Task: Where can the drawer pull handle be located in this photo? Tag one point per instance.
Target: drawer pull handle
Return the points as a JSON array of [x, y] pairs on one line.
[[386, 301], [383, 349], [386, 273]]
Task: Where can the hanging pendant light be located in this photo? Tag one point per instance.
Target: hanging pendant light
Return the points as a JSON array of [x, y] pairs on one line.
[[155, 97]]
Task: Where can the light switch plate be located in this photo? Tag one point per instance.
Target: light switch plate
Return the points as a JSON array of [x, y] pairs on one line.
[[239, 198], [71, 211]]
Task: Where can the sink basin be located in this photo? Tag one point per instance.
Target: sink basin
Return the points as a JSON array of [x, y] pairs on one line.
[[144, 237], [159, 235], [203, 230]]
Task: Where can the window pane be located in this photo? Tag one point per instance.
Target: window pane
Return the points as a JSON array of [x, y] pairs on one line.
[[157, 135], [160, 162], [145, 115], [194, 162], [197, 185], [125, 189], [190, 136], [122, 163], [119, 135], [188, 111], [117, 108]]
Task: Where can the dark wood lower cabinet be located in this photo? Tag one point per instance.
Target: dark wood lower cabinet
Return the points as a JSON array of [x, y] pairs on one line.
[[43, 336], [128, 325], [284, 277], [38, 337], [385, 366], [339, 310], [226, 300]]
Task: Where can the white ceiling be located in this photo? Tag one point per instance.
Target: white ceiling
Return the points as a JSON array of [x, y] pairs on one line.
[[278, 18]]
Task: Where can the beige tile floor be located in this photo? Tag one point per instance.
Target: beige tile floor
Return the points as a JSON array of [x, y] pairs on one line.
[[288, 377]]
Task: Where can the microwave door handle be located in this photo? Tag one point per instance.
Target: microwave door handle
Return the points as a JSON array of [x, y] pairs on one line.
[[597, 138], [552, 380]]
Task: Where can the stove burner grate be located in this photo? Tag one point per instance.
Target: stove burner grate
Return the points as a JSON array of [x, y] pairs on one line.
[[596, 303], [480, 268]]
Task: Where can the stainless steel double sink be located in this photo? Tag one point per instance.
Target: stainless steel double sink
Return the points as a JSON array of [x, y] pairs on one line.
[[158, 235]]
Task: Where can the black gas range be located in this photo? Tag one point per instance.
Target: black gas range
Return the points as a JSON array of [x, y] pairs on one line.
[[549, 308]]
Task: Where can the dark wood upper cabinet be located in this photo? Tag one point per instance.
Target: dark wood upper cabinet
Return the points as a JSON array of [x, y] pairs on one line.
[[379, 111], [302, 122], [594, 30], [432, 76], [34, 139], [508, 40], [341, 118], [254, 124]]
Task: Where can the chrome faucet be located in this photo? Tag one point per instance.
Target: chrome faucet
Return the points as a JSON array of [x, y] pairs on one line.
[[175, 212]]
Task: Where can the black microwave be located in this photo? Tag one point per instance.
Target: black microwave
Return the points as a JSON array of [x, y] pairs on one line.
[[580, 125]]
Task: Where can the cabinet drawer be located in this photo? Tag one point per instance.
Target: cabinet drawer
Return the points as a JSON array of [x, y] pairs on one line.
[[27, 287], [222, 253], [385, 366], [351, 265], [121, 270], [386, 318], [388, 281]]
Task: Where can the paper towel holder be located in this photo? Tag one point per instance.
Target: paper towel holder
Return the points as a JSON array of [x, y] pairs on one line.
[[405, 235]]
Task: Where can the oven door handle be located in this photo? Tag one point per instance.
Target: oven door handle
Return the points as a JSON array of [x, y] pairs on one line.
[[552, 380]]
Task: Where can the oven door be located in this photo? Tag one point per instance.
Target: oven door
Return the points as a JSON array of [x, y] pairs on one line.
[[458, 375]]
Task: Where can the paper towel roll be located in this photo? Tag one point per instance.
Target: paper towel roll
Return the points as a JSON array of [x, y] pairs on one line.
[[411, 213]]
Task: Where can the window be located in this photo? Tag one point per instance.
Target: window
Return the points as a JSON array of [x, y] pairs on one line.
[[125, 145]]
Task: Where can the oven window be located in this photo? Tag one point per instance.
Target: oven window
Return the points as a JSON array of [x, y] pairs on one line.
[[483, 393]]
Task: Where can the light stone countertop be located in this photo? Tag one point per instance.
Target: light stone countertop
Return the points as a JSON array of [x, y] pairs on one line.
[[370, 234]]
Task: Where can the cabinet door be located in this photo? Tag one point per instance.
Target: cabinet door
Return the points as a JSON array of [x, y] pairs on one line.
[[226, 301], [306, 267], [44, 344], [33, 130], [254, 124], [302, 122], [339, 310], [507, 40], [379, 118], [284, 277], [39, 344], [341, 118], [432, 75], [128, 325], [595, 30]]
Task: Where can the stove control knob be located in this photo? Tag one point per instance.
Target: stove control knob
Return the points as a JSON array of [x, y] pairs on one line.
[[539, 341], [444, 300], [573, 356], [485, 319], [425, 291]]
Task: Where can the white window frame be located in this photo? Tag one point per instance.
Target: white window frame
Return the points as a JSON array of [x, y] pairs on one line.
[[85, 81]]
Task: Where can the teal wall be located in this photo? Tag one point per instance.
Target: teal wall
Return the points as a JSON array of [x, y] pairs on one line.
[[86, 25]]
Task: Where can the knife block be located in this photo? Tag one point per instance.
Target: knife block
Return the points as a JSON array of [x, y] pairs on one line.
++++++
**Set problem:**
Nothing should be left out: return all of the records exactly.

**Written answer:**
Task: Where can the drawer pull handle be located in this photo? Tag one point per instance.
Target: drawer pull handle
Return the points as a JSON array of [x, y] pairs on one line.
[[386, 301], [383, 349], [386, 273]]
Task: Where can the hanging pendant light be located in this photo? Tag one point per instance.
Target: hanging pendant light
Return the points as a JSON array of [x, y] pairs on one line.
[[155, 97]]
Task: Where can the light switch plate be located in this photo? Tag one point per instance.
Target: light switch plate
Return the points as a JSON array of [x, y] pairs on one line.
[[239, 198], [71, 211]]
Task: Where can the sink basin be located in this photo? Tag one point per instance.
Target: sink basin
Return the points as a JSON array of [x, y] pairs on one line.
[[144, 237], [159, 235], [203, 230]]
Task: Where can the window pane be located in this photo? Tag one point per instance.
Target: window pane
Return the points as a JSON array of [x, y] pairs on one line.
[[157, 135], [160, 162], [145, 115], [194, 162], [197, 185], [125, 189], [190, 136], [122, 163], [119, 135], [188, 111], [117, 108]]
Task: Where can the dark wood lower cabinet be located in this photo? Tag one point per instance.
Target: dark wood lower cabinet
Return the points as a JSON array of [x, y] pairs on one line.
[[43, 336], [128, 325], [284, 277], [38, 337], [385, 366], [339, 310], [226, 300]]
Task: Where can the white ceiling be located in this photo? Tag one point per instance.
Target: white ceiling
Return the points as a JSON array of [x, y] pairs on one line.
[[278, 18]]
Task: Where can the beige tile floor be located in this photo? Tag one point per instance.
Target: beige tile floor
Return the points as a JSON array of [x, y] pairs on one line.
[[288, 377]]
Task: Where can the microwave door handle be located in this photo? Tag one point per instance.
Target: microwave door handle
Return the points as a JSON array of [x, y] pairs on one line.
[[597, 138], [552, 380]]
Task: Where can the stove burner grate be located in this photo? Tag one point per instance.
Target: stove burner grate
Return the points as a JSON array of [x, y] pairs on one line.
[[596, 303], [480, 268]]
Task: Where can the stainless steel double sink be located in this photo? Tag one point per instance.
Target: stainless steel double sink
Return the points as a JSON array of [x, y] pairs on one line.
[[158, 235]]
Task: Where can the black gas range be located in this photo? Tag one point per instance.
Target: black gas range
Return the points as a JSON array of [x, y] pairs on one line.
[[549, 308]]
Task: Where can the dark wood upper cabinet be located in this photo? Tag one point per instance.
Target: dark wood upper cabinet
Return the points as a JSON array of [x, y] pairs on one line.
[[379, 111], [302, 122], [594, 30], [432, 76], [34, 139], [508, 40], [341, 118], [254, 124]]
Task: Where can the chrome faucet be located in this photo? Tag one point per instance.
Target: chrome faucet
Return the points as a JSON array of [x, y] pairs on one line.
[[175, 212]]
Task: Where can the black microwave be located in this photo? Tag one point per instance.
Target: black microwave
Return the points as a JSON array of [x, y] pairs on one line.
[[580, 125]]
Task: Where can the cabinet drawer be located in this photo? Tag one point per instance.
Target: cabinet drawer
Return the points as a JSON array of [x, y] pairs on one line.
[[27, 287], [222, 253], [385, 366], [351, 265], [121, 270], [386, 318], [388, 281]]
Task: Where can the paper towel holder be located in this photo? Tag one point per instance.
Target: paper towel holder
Return the points as a JSON array of [x, y] pairs on one line.
[[405, 235]]
Task: Where can the oven door handle be located in this photo? Tag one point per instance.
Target: oven door handle
Return the points as a JSON array of [x, y] pairs on one line.
[[552, 380]]
Task: Where can the oven door be located in this photo? Tag one point per instance.
Target: oven door
Return the points as a JSON array of [x, y] pairs on one line.
[[458, 375]]
Task: Where can the paper towel roll be located in this photo? Tag one point per instance.
Target: paper towel roll
Return the points as a JSON array of [x, y] pairs on one line.
[[411, 213]]
Task: Where can the window be located in this photo? Tag one point per instance.
Target: window
Return the points as a JSON array of [x, y] pairs on one line.
[[125, 145]]
Task: Where can the oven window be located in this photo? Tag one point per instance.
Target: oven window
Return the points as a JSON array of [x, y] pairs on one line.
[[483, 393]]
Task: Where can the light stone countertop be located in this photo? Tag one point per instance.
Target: light stone countertop
Return the points as a JSON array of [x, y] pairs on one line.
[[370, 234]]
Task: Where can the cabinet door be located in this photo? Tag one point per instance.
Target: cabinet door
Return the points as a JSON array of [x, y] pairs on one line.
[[226, 301], [306, 267], [44, 344], [33, 130], [254, 124], [302, 122], [339, 310], [507, 40], [379, 118], [284, 277], [39, 344], [341, 118], [432, 75], [128, 325], [595, 30]]
Task: Where can the stove control knob be located in this photo? Tag one point per instance.
Target: stove control knob
Return the points as a JSON array of [x, y] pairs on one line.
[[539, 341], [444, 300], [573, 356], [485, 319], [425, 291]]
Task: Where can the white window frame be located in this photo? Tag one point per instance.
Target: white window frame
Return the points as a JSON array of [x, y] pairs on one line.
[[85, 81]]
Task: Where can the teal wall be located in this photo? Tag one point per instance.
Target: teal wall
Return the points as a JSON array of [x, y] pairs on one line.
[[86, 25]]
Task: Where can the knife block be located in this photo? Tag one point per instance.
Target: knife block
Return the points as a JSON array of [x, y] pairs on one line.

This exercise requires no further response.